**SOURCE DATA**.
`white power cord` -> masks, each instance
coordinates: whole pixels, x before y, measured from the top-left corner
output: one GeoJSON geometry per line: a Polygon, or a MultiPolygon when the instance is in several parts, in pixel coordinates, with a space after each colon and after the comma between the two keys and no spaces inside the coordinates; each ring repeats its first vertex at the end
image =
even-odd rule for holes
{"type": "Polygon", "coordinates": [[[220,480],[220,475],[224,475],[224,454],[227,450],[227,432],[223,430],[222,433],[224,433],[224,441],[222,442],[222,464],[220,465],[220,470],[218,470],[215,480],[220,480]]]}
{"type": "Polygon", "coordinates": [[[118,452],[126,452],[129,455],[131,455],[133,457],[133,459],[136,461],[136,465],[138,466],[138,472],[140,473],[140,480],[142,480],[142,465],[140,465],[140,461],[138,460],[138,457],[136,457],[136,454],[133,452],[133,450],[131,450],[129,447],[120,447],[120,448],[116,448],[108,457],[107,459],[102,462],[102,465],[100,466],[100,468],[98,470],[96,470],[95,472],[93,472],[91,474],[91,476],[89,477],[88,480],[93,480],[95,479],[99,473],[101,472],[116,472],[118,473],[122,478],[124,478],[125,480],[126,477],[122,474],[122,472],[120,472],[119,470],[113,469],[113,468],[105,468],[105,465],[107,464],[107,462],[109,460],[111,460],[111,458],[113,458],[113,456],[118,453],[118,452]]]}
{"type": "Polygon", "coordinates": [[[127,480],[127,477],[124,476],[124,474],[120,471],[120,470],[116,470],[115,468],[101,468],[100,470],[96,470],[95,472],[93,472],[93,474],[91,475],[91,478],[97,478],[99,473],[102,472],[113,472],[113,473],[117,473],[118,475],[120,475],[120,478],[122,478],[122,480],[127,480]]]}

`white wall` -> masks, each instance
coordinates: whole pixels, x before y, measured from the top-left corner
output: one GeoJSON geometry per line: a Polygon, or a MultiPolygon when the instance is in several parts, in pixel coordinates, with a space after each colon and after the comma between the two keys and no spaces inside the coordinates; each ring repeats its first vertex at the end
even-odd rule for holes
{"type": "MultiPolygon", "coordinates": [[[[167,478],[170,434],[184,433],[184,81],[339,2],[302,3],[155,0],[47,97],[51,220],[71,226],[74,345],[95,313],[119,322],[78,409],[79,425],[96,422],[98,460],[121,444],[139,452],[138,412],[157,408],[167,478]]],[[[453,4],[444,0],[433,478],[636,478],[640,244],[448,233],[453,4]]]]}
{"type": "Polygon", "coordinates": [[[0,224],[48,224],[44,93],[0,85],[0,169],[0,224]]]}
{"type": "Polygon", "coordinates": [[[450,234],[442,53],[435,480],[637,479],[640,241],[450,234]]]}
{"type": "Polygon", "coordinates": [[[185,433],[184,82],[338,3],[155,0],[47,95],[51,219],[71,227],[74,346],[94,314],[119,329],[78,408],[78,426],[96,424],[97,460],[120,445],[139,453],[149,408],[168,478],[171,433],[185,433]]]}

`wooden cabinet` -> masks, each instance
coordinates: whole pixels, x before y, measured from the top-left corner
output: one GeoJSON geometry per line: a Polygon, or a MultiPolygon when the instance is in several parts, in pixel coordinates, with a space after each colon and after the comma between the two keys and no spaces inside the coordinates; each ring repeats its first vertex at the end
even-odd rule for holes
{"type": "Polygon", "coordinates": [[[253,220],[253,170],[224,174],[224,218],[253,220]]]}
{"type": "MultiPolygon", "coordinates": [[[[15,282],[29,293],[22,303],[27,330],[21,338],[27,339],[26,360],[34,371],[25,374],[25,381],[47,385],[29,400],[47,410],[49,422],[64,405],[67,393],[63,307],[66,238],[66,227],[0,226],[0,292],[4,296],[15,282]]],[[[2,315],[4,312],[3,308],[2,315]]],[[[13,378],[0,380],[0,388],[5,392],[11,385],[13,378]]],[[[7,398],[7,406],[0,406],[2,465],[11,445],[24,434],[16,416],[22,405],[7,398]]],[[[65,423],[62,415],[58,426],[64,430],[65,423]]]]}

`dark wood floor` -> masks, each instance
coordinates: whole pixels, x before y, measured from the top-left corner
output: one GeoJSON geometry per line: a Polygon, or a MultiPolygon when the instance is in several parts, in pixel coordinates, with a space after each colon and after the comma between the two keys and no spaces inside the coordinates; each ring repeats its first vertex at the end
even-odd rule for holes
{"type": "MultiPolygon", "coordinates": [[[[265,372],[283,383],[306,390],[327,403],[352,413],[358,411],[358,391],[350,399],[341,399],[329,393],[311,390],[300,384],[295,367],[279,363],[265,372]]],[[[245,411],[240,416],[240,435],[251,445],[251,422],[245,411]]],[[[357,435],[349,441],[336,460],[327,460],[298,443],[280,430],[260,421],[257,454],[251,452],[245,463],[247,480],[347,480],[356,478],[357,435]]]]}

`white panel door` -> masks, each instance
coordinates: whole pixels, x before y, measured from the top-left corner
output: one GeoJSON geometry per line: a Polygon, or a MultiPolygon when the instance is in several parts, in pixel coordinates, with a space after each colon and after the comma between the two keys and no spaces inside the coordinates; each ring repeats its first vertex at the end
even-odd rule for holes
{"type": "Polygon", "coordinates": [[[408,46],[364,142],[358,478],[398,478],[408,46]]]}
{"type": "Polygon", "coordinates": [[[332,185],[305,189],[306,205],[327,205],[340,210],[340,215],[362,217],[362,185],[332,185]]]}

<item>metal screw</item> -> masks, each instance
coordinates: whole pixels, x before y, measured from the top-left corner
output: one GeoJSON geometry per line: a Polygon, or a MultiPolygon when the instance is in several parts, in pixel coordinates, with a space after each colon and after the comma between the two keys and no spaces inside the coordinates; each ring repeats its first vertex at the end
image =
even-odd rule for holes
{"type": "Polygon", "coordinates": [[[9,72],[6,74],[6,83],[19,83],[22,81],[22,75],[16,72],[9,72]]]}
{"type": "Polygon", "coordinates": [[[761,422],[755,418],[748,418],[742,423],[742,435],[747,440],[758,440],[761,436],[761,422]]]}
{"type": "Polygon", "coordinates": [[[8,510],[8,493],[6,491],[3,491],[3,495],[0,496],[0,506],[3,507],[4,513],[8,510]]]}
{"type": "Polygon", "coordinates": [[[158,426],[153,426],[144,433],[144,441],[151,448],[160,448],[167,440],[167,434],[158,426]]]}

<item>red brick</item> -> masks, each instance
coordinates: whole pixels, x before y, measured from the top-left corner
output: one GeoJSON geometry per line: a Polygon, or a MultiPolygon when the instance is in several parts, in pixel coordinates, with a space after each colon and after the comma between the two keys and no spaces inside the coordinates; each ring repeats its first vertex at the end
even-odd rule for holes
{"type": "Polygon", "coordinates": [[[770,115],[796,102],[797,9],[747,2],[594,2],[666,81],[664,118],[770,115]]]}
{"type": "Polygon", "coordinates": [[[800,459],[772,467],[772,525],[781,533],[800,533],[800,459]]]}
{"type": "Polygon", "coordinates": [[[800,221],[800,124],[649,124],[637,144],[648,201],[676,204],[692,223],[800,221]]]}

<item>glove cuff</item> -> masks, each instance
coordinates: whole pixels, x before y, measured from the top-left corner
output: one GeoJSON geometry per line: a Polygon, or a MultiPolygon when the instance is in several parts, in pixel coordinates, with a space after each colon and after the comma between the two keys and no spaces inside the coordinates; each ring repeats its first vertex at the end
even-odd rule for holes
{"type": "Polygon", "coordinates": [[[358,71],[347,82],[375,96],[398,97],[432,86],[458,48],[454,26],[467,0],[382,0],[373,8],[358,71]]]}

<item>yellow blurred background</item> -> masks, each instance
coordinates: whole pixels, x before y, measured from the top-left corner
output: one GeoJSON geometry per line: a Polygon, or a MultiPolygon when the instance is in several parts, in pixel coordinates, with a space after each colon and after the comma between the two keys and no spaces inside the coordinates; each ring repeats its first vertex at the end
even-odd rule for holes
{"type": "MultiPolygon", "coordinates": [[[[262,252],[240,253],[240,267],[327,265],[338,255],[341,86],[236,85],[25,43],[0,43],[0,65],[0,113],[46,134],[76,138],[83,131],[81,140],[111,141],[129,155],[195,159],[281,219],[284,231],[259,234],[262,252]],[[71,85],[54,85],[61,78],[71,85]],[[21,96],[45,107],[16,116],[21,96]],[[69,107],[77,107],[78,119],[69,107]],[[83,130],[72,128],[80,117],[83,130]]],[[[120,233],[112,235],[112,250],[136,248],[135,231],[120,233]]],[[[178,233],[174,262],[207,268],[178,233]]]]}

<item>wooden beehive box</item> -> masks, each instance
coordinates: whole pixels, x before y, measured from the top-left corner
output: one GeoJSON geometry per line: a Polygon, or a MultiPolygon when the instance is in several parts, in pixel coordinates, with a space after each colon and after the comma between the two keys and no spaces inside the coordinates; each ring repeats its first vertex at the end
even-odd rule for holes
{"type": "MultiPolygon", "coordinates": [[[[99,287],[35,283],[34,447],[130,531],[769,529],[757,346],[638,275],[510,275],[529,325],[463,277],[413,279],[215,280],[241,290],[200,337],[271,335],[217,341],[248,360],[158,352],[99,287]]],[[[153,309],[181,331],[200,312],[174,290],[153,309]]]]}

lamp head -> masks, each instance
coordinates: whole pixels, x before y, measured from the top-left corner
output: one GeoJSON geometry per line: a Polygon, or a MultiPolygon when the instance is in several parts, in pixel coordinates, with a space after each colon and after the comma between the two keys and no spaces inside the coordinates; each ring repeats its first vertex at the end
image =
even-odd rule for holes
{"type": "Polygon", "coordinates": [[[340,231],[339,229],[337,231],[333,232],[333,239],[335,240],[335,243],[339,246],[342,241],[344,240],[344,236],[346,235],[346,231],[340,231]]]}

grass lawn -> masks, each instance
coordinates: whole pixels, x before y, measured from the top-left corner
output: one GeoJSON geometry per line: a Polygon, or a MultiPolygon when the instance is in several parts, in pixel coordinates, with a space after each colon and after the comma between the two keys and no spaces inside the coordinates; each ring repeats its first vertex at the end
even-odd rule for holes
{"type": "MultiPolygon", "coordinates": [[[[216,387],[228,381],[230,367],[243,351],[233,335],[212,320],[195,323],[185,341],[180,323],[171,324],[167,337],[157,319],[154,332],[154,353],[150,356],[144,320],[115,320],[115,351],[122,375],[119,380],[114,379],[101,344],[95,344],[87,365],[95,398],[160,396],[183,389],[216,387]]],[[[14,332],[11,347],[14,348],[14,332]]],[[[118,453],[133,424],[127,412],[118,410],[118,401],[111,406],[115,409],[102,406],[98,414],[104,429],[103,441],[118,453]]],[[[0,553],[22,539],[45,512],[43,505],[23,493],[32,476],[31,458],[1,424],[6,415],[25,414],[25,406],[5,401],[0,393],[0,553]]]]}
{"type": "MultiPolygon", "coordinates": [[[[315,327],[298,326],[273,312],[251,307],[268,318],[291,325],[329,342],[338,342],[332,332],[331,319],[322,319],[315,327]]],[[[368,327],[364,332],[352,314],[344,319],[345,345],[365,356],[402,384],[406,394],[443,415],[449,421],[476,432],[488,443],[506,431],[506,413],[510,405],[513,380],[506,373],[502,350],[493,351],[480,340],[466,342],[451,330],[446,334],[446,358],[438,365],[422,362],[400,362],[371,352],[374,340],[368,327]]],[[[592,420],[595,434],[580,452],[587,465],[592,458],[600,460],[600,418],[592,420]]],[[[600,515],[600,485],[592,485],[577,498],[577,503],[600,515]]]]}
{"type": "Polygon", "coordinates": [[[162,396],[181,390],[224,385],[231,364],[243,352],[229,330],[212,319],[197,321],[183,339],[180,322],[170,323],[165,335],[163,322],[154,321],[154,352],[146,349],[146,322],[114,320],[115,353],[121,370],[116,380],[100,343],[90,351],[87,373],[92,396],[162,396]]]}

**ASSIGNMENT**. Using the records above, pull out each line where the word "item" occurs.

**ANSWER SECTION**.
<item>metal screw</item> -> masks, each instance
<item>red brick</item> -> masks, each instance
<item>glove cuff</item> -> masks, each instance
<item>yellow blurred background</item> -> masks, each instance
<item>wooden beehive box</item> -> masks, each instance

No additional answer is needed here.